**WHAT IS BEING ASKED:** Please repeat every item below word for word, changing nothing.

(Entries drawn from a collection)
= = = = =
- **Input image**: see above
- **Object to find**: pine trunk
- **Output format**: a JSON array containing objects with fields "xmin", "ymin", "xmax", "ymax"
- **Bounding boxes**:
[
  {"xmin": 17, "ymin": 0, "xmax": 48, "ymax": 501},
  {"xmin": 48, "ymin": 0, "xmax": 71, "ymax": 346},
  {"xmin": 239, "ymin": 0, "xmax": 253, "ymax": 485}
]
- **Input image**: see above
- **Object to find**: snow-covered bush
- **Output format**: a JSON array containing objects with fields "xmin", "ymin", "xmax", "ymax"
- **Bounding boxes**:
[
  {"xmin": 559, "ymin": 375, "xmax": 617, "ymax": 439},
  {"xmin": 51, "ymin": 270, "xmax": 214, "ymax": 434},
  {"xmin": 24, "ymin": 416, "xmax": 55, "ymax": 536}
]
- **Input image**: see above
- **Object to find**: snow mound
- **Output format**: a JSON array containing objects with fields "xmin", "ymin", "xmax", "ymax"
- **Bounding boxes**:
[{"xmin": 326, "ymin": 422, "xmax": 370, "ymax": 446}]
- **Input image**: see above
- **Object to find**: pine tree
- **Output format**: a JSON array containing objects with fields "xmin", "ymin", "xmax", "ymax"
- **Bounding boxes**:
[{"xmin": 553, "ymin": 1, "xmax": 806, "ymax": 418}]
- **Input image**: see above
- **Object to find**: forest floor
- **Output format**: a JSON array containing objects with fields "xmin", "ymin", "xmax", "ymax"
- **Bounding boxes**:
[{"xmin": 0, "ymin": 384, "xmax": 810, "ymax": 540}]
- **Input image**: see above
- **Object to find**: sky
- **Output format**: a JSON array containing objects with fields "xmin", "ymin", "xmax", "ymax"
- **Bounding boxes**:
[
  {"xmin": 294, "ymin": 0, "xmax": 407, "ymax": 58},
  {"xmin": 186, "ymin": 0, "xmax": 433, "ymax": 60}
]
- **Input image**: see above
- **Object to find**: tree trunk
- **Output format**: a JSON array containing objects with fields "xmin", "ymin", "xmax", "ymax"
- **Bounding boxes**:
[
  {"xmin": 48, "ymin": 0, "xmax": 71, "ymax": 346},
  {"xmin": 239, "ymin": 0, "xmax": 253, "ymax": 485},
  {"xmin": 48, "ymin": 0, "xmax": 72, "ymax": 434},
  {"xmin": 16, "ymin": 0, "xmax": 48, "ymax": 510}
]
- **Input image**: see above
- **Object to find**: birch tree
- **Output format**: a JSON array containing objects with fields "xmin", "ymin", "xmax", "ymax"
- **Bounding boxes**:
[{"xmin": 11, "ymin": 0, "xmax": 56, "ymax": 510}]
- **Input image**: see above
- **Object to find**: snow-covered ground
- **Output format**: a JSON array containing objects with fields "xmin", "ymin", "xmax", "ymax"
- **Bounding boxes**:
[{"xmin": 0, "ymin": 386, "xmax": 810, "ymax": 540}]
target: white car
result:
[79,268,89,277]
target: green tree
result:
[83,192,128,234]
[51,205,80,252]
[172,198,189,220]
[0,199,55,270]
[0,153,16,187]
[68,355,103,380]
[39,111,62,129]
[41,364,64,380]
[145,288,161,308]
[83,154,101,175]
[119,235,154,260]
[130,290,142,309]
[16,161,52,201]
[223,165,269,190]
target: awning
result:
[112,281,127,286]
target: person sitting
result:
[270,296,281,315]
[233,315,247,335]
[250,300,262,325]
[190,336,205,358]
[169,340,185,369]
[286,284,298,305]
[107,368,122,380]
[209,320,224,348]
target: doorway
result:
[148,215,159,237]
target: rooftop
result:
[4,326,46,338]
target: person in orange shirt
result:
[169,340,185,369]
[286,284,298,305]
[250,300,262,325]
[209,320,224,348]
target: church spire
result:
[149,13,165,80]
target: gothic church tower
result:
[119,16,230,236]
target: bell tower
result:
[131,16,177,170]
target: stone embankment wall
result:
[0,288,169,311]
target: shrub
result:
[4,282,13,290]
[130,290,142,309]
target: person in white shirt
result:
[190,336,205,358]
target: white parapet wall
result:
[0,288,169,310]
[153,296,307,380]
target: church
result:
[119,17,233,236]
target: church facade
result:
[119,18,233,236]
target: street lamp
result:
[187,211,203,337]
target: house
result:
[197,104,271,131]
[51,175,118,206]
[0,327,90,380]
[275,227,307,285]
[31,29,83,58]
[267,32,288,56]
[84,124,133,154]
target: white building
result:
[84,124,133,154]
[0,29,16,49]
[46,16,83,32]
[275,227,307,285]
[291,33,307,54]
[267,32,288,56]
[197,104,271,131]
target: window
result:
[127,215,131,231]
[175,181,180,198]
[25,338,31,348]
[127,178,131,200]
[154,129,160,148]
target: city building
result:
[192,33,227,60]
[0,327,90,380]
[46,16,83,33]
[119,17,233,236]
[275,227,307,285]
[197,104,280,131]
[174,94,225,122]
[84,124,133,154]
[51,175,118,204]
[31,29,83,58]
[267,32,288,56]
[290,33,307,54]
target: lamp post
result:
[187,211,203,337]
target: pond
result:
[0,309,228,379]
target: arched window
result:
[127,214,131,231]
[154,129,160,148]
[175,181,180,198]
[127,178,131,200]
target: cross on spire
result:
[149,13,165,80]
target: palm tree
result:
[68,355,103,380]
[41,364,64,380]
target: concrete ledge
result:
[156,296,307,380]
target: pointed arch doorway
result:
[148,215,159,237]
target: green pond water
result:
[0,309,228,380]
= = = = =
**RESULT FOR THIS TASK:**
- **Input image**: see above
- **Object to find**: pine trunk
- **Output format**: a JSON array containing objects with fields "xmin", "ymin", "xmax", "ymax"
- **Bounding boxes**:
[
  {"xmin": 17, "ymin": 0, "xmax": 48, "ymax": 501},
  {"xmin": 48, "ymin": 0, "xmax": 71, "ymax": 346},
  {"xmin": 239, "ymin": 0, "xmax": 253, "ymax": 485}
]
- **Input image**: see above
- **Object to find**: snow-covered bush
- **Output format**: a JSON array containing objects with fields "xmin", "ymin", "xmax", "ymax"
- **Bounding boxes**:
[
  {"xmin": 559, "ymin": 375, "xmax": 617, "ymax": 439},
  {"xmin": 51, "ymin": 270, "xmax": 214, "ymax": 434},
  {"xmin": 24, "ymin": 416, "xmax": 55, "ymax": 536}
]
- **Input image**: see above
- **Object to find**: snow mound
- **Output format**: a JSON array containing objects with fields "xmin", "ymin", "xmax", "ymax"
- **Bounding boxes**:
[{"xmin": 326, "ymin": 422, "xmax": 370, "ymax": 446}]
- **Input image**: see above
- **Object to find**: pine tree
- **Output format**: a JSON array containing objects with fields "xmin", "ymin", "xmax", "ymax"
- **Bounding boxes**:
[{"xmin": 553, "ymin": 1, "xmax": 806, "ymax": 418}]
- **Input image**: see above
- **Object to find**: forest floor
- **Output format**: a JSON array containing objects with fields "xmin", "ymin", "xmax", "ymax"
- **Bounding boxes**:
[{"xmin": 0, "ymin": 384, "xmax": 810, "ymax": 540}]
- **Input image**: see above
- **Object to find**: sky
- **Output format**: a JSON array containing objects with fields "xmin", "ymin", "xmax", "ymax"
- **Bounding boxes**:
[
  {"xmin": 294, "ymin": 0, "xmax": 407, "ymax": 58},
  {"xmin": 186, "ymin": 0, "xmax": 433, "ymax": 60}
]
- **Input image**: see above
- **Object to find**: tree trunk
- **Output format**: a JSON array containing objects with fields "xmin", "ymin", "xmax", "ymax"
- **Bounding boxes**:
[
  {"xmin": 48, "ymin": 0, "xmax": 71, "ymax": 346},
  {"xmin": 239, "ymin": 0, "xmax": 253, "ymax": 485},
  {"xmin": 48, "ymin": 0, "xmax": 72, "ymax": 434},
  {"xmin": 16, "ymin": 0, "xmax": 48, "ymax": 510}
]
- **Input image**: see above
- **Object to find**: birch tree
- **Output format**: a JSON array containing objects with fields "xmin", "ymin", "xmax", "ymax"
- **Bounding boxes**:
[{"xmin": 11, "ymin": 0, "xmax": 56, "ymax": 510}]
- **Input image**: see above
- **Object to find**: snow-covered ground
- **Output format**: a JSON array containing objects with fields "xmin", "ymin", "xmax", "ymax"
- **Bounding boxes**:
[{"xmin": 0, "ymin": 386, "xmax": 810, "ymax": 540}]
target: white car
result:
[79,268,89,277]
target: green tree
result:
[83,192,128,234]
[51,205,80,252]
[172,198,189,220]
[0,199,55,270]
[0,153,16,187]
[68,355,103,380]
[39,111,62,129]
[41,364,64,380]
[145,288,161,308]
[83,154,101,175]
[119,235,154,260]
[130,290,142,309]
[16,161,52,201]
[223,165,269,190]
target: awning
result:
[112,281,127,286]
target: person sitting
result:
[270,296,281,315]
[233,315,247,335]
[250,300,262,325]
[190,336,205,358]
[169,340,185,369]
[286,284,298,305]
[107,368,122,380]
[209,320,224,348]
target: doorway
result:
[148,215,159,237]
target: rooftop
result:
[4,326,46,338]
target: person in orange shirt
result:
[169,340,185,369]
[286,284,298,305]
[250,300,262,325]
[209,320,224,348]
target: church spire
result:
[149,13,165,80]
target: gothic church tower
result:
[119,16,230,236]
target: bell tower
result:
[131,16,177,170]
target: stone embankment wall
result:
[0,288,169,311]
target: shrub
result:
[4,282,13,290]
[130,290,142,309]
target: person in white shirt
result:
[190,336,205,358]
target: white parapet wall
result:
[0,288,169,310]
[153,296,307,380]
target: church
result:
[119,17,233,236]
target: church facade
result:
[119,18,233,236]
target: street lamp
result:
[187,211,203,337]
target: house
result:
[197,104,271,131]
[51,175,118,206]
[0,327,90,380]
[275,227,307,285]
[31,29,83,58]
[267,32,288,56]
[84,124,133,154]
target: white building
result:
[84,124,133,154]
[0,29,16,49]
[46,16,83,32]
[275,227,307,285]
[291,33,307,54]
[267,32,288,56]
[197,104,271,131]
target: window
result:
[127,215,131,231]
[175,181,180,198]
[25,338,31,348]
[127,178,131,200]
[154,129,160,148]
target: city building
result:
[192,33,227,60]
[0,327,90,380]
[46,16,83,33]
[119,17,233,236]
[275,227,307,285]
[197,104,280,131]
[174,94,225,122]
[84,124,133,154]
[51,175,118,204]
[31,29,83,58]
[267,32,288,56]
[290,33,307,54]
target: lamp post
result:
[187,211,203,337]
target: pond
result:
[0,309,228,379]
target: arched window
result:
[127,214,131,231]
[154,129,160,148]
[175,181,180,198]
[127,178,131,200]
target: cross on spire
result:
[149,13,165,80]
target: palm tree
result:
[68,355,103,380]
[41,364,64,380]
target: concrete ledge
result:
[156,296,307,380]
target: pointed arch doorway
result:
[148,215,159,237]
target: green pond water
result:
[0,309,228,380]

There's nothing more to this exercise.